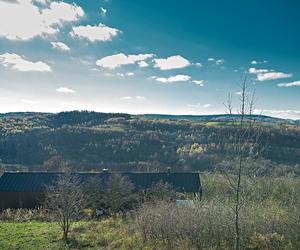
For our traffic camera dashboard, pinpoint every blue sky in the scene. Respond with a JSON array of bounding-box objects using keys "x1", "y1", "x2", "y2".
[{"x1": 0, "y1": 0, "x2": 300, "y2": 119}]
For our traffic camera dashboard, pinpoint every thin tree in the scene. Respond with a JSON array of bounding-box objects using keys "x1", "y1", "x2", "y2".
[
  {"x1": 224, "y1": 77, "x2": 264, "y2": 250},
  {"x1": 44, "y1": 171, "x2": 84, "y2": 241}
]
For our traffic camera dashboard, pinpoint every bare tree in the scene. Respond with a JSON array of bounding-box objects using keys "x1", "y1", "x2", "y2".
[
  {"x1": 44, "y1": 171, "x2": 84, "y2": 241},
  {"x1": 223, "y1": 77, "x2": 263, "y2": 250}
]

### What the task asks:
Write out every one of the records above again, word for word, but leave out the pictures.

### Written response:
For our traffic camera dashboard, pinpoint every blue sky in the scene. Respond with a JSON array of bounding-box objects using keys "x1", "y1", "x2", "y2".
[{"x1": 0, "y1": 0, "x2": 300, "y2": 119}]
For our traffic camera dashboard, pinpoint every thin tree in the scene. Respond with a JSON array of bounding-box objects using keys "x1", "y1", "x2", "y2".
[
  {"x1": 224, "y1": 77, "x2": 264, "y2": 250},
  {"x1": 44, "y1": 171, "x2": 84, "y2": 241}
]
For our traffic camera dashboard, pinpoint every bare tree in the scene. Respond with a JSON array of bounding-box objects using keys "x1", "y1", "x2", "y2".
[
  {"x1": 44, "y1": 171, "x2": 84, "y2": 241},
  {"x1": 223, "y1": 77, "x2": 263, "y2": 250}
]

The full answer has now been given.